RECORDS:
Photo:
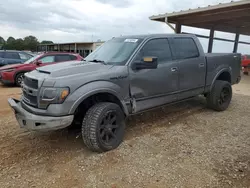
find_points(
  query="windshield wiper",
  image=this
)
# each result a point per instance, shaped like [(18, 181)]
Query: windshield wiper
[(98, 61)]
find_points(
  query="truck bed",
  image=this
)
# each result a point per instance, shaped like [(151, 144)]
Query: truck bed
[(219, 61)]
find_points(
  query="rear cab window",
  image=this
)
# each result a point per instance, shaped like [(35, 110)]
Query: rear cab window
[(1, 54), (47, 59), (11, 55), (63, 57), (73, 57), (185, 48), (24, 56), (159, 48)]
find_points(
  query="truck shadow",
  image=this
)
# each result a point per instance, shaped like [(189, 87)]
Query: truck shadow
[(67, 143), (140, 124)]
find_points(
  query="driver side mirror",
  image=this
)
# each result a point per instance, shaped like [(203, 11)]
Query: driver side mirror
[(146, 63), (38, 62)]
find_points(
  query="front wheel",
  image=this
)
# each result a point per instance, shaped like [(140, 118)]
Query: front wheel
[(19, 79), (220, 96), (103, 127)]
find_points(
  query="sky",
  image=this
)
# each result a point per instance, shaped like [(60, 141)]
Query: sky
[(90, 20)]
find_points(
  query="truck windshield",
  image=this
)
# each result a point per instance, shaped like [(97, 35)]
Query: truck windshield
[(115, 51), (32, 59)]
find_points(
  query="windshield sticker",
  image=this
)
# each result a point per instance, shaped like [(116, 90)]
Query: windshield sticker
[(131, 40)]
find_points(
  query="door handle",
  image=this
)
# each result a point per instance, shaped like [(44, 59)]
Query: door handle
[(201, 65), (174, 69)]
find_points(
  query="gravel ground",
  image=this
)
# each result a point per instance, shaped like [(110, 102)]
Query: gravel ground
[(184, 145)]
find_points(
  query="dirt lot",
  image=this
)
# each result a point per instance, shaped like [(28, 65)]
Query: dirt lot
[(184, 145)]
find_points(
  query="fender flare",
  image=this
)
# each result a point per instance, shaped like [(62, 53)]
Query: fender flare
[(20, 71), (229, 70), (96, 91)]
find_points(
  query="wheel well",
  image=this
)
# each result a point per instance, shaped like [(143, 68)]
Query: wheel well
[(92, 100), (19, 73), (225, 76)]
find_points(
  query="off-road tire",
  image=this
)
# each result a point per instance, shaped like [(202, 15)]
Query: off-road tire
[(18, 76), (92, 123), (214, 98)]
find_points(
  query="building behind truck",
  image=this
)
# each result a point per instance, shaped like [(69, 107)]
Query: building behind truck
[(82, 48)]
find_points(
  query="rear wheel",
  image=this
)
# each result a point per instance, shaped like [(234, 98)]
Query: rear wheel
[(103, 127), (220, 96), (19, 79)]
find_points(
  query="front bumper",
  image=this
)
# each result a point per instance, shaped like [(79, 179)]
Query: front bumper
[(33, 122)]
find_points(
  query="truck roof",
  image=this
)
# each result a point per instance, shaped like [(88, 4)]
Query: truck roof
[(145, 36)]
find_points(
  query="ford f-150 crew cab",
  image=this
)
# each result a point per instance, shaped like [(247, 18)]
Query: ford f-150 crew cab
[(125, 76)]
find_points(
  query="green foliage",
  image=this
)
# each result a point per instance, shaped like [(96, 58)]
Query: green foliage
[(46, 42), (27, 43)]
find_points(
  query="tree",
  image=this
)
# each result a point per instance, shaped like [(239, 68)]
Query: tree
[(46, 42), (9, 45), (18, 44), (30, 43), (2, 42), (10, 40)]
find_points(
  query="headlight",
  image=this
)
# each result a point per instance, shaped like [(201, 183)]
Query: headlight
[(7, 70), (53, 96)]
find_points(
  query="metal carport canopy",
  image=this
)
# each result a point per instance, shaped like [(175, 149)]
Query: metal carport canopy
[(233, 17)]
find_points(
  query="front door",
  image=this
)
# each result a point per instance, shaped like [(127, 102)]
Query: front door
[(154, 87), (192, 67)]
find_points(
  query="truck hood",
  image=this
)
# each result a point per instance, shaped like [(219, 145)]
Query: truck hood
[(11, 66), (72, 68)]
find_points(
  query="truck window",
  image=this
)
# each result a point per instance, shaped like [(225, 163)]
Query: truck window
[(47, 59), (60, 58), (73, 57), (185, 48), (158, 48), (11, 55), (24, 56)]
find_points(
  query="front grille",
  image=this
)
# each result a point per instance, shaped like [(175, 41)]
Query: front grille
[(32, 83), (29, 99)]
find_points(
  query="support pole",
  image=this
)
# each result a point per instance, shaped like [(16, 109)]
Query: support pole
[(75, 47), (211, 41), (236, 42), (178, 28)]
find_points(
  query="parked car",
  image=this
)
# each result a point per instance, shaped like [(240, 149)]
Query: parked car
[(13, 74), (125, 76), (245, 63), (8, 57)]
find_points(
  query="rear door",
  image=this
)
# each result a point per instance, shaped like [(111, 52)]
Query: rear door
[(154, 87), (192, 66), (1, 58), (12, 58), (62, 58), (47, 60)]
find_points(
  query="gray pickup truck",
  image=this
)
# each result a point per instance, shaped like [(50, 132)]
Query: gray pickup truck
[(125, 76)]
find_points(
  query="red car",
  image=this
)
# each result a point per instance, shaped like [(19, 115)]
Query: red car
[(245, 61), (13, 74)]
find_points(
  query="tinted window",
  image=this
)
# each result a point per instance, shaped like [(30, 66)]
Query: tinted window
[(115, 51), (24, 56), (11, 55), (185, 48), (47, 59), (72, 57), (60, 58), (157, 48)]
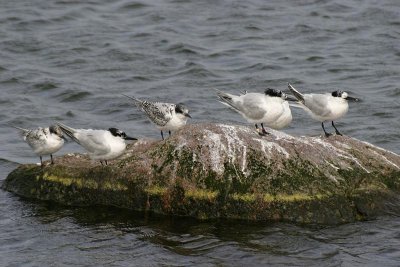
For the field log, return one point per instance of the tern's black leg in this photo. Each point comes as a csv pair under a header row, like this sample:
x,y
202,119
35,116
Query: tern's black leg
x,y
323,128
337,132
258,131
263,129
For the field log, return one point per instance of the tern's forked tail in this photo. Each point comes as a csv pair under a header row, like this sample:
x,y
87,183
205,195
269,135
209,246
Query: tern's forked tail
x,y
225,99
23,130
68,131
297,94
138,102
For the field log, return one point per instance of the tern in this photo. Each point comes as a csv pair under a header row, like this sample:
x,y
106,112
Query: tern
x,y
270,108
101,144
43,141
324,107
166,116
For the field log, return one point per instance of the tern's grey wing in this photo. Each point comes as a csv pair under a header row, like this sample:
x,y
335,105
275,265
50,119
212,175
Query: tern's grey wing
x,y
93,141
317,103
159,113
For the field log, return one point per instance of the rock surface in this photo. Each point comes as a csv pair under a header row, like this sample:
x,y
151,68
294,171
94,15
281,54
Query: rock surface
x,y
225,171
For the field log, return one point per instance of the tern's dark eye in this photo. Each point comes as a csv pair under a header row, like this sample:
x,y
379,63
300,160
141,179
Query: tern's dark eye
x,y
273,92
337,93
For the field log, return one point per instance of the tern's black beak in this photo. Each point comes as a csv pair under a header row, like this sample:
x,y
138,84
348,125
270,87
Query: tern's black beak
x,y
130,138
353,99
291,98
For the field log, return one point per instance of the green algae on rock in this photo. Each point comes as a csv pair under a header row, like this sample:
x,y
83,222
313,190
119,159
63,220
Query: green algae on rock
x,y
225,171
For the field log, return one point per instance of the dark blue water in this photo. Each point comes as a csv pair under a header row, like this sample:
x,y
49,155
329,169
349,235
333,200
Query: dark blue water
x,y
70,61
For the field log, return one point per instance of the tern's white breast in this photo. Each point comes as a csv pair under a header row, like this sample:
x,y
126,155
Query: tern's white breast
x,y
176,122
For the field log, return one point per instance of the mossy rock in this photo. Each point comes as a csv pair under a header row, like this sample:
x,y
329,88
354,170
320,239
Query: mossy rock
x,y
226,171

TASK: Copy all of the data above word for word, leaving the pictures out.

EXPECTED ANSWER:
Photo:
find_points(
  query="windshield wiper",
  image=this
)
# each result a point per instance, shaped like [(18, 181)]
Query: windshield wiper
[(98, 61)]
find_points(
  query="truck bed",
  image=this
)
# each result a point per instance, shaped like [(151, 144)]
Query: truck bed
[(219, 61)]
find_points(
  query="rear cab window",
  image=this
)
# each result a point per instance, shaped like [(35, 110)]
Query: rear cab window
[(1, 54), (47, 59), (11, 55), (63, 57), (73, 57), (185, 48), (24, 56), (159, 48)]
find_points(
  query="truck shadow",
  image=this
)
# each result a point per instance, shaped like [(189, 87)]
Query: truck shadow
[(67, 143), (140, 124)]
find_points(
  query="driver side mirror",
  image=this
)
# each result a point per instance, shaped like [(203, 11)]
Query: driver side mirror
[(146, 63), (38, 62)]
find_points(
  query="front wheel",
  image=this
)
# each result a point per instance, shaped like [(140, 118)]
Query: front wheel
[(19, 79), (220, 96), (103, 127)]
find_points(
  query="sky",
  image=this
)
# each result a point per instance, shaped like [(60, 141)]
Query: sky
[(90, 20)]
find_points(
  query="truck windshield",
  image=this
)
# each result a point per instance, shaped like [(97, 35)]
Query: truck windshield
[(115, 51), (32, 59)]
find_points(
  query="windshield sticker",
  image=this
)
# each result a point per instance, shaped like [(116, 90)]
Query: windshield sticker
[(131, 40)]
find_points(
  query="door handle",
  image=this
)
# each result a point per instance, shaped like [(44, 59)]
Query: door handle
[(201, 65), (174, 69)]
find_points(
  query="gravel ground",
  image=this
)
# each result a point per instance, shaped like [(110, 102)]
Query: gravel ground
[(184, 145)]
find_points(
  query="dirt lot",
  image=this
)
# each result a point per instance, shaped like [(28, 65)]
Query: dirt lot
[(184, 145)]
find_points(
  query="fender flare",
  image=this
)
# each result a point per instance, shaped like [(62, 53)]
Query: fender flare
[(20, 71), (229, 70), (96, 91)]
find_points(
  query="wheel well",
  image=this
)
# each result a point per instance, shaped like [(143, 68)]
Query: wheel well
[(92, 100), (19, 73), (225, 76)]
find_points(
  query="off-road tire",
  image=this
)
# each result a point per instance, shaped like [(202, 15)]
Query: off-road tire
[(18, 76), (92, 123), (214, 98)]
find_points(
  query="building behind truck",
  image=this
)
# each result a point per instance, shaped like [(69, 107)]
Query: building behind truck
[(82, 48)]
find_points(
  query="rear wheel",
  image=this
)
# each result a point per instance, shaped like [(234, 98)]
Query: rear wheel
[(103, 127), (220, 96), (19, 79)]
find_points(
  query="front bumper",
  image=this
)
# each result a point per instance, shaped like [(79, 179)]
Query: front bumper
[(33, 122)]
find_points(
  query="truck roof",
  image=this
)
# each result a point per instance, shaped like [(88, 4)]
Query: truck roof
[(145, 36)]
find_points(
  query="ford f-150 crew cab",
  image=this
)
# each result a point per instance, shaped like [(247, 18)]
Query: ford f-150 crew cab
[(125, 76)]
find_points(
  query="green foliage",
  image=this
)
# each result a point per instance, shaped like [(96, 58)]
Query: green foliage
[(46, 42), (27, 43)]
find_points(
  query="tree",
  image=this
)
# each result a point per instance, shaped like [(239, 68)]
Query: tree
[(46, 42), (9, 45), (18, 44), (30, 43), (2, 42), (10, 40)]
find_points(
  query="headlight",
  image=this
)
# each result a point per instance, shaped like [(201, 183)]
Query: headlight
[(7, 70), (53, 96)]
find_points(
  query="metal carport canopy",
  image=this
)
# each result a point per instance, shaped like [(175, 149)]
Query: metal carport canopy
[(233, 17)]
find_points(
  query="front door",
  image=this
)
# each result a point per instance, shaped like [(127, 102)]
Query: front door
[(154, 87), (192, 67)]
find_points(
  query="truck hood",
  image=this
)
# each result a point per instance, shaped like [(219, 145)]
Query: truck hood
[(11, 66), (72, 68)]
find_points(
  query="truck window",
  image=this
)
# each result a point per instance, shaped like [(225, 163)]
Query: truck window
[(47, 59), (60, 58), (73, 57), (185, 48), (158, 48), (11, 55), (24, 56)]
find_points(
  query="front grille",
  image=this
)
# each result a point per instance, shaped like [(175, 41)]
Query: front grille
[(32, 83), (29, 99)]
find_points(
  query="support pole",
  image=this
)
# each result a point per instance, shaped like [(16, 109)]
Query: support pole
[(75, 47), (211, 41), (236, 42), (178, 28)]
find_points(
  query="parked car",
  image=this
)
# each result a point per instance, shaped like [(240, 149)]
Query: parked car
[(13, 74), (125, 76), (245, 63), (8, 57)]
find_points(
  query="rear door",
  image=this
)
# each result a point per instance, shaped like [(111, 52)]
Query: rear door
[(154, 87), (192, 66), (1, 58), (12, 58), (62, 58), (47, 60)]
find_points(
  query="gray pickup truck",
  image=this
)
# each result a point per instance, shaped like [(50, 132)]
Query: gray pickup truck
[(125, 76)]
find_points(
  query="red car",
  image=this
)
# each result a point per instance, shaped like [(19, 115)]
Query: red car
[(245, 61), (13, 74)]
find_points(
  query="tinted window",
  image=this
)
# each result a point per instance, shaped like [(30, 66)]
Query: tinted window
[(115, 51), (24, 56), (11, 55), (185, 48), (47, 59), (72, 57), (60, 58), (157, 48)]
For the field log, return one point per instance of the tern's black leg in this photo. Each point comes as a csv pair under a header row, like this sample:
x,y
202,119
35,116
Query: tern's black leg
x,y
323,128
337,132
258,131
263,129
For the field log, return one point per instance of the tern's forked tail in this photo. Each point comes as a csv pair under a header row, like this sample:
x,y
87,183
205,195
269,135
209,246
Query: tern's forked tail
x,y
225,99
23,130
68,131
297,94
138,102
For the field log, return one point per instance of the tern in this photo. Each point comes as a csv pair under a header row, like this sample:
x,y
106,112
Query: tern
x,y
270,108
101,144
43,141
324,107
166,116
For the field log, return one point per instance of the tern's grey wing in this photo. Each point comes as a csv pair under a header row, like this sample:
x,y
335,105
275,265
50,119
212,175
Query: tern's grey wing
x,y
93,141
317,103
159,113
For the field log, return one point per instance of the rock surface in this photo. Each point comes as a csv pair under a header row, like this sample:
x,y
151,68
294,171
94,15
281,54
Query: rock surface
x,y
225,171
For the field log, return one point per instance of the tern's dark eye in this photo. Each point comes as a csv pair under a header row, like this sample:
x,y
379,63
300,160
141,179
Query: tern's dark eye
x,y
273,92
337,93
For the field log, return one point per instance of the tern's black beak in this photo. Each point comes as a csv pair under a header row, like this sample:
x,y
138,84
348,125
270,87
Query: tern's black beak
x,y
130,138
353,99
291,98
For the field log, return one point per instance of the green algae on rock in this photo. Each point comes as a csv pair under a header row, like this sample:
x,y
83,222
313,190
119,159
63,220
Query: green algae on rock
x,y
225,171
For the field log, return one point per instance of the dark blue water in this photo. Each point comes as a csv pair under a header row, like this sample:
x,y
49,155
329,169
349,235
333,200
Query: dark blue water
x,y
70,61
For the field log, return one point per instance of the tern's white breast in this photo. Each point comes as a csv pair under a header row, like this sample:
x,y
126,155
Query: tern's white breast
x,y
176,122
For the field log, return one point per instance of the mossy rock in this photo. Each point comes as a csv pair under a header row, like this sample:
x,y
329,88
354,170
320,239
Query: mossy rock
x,y
226,171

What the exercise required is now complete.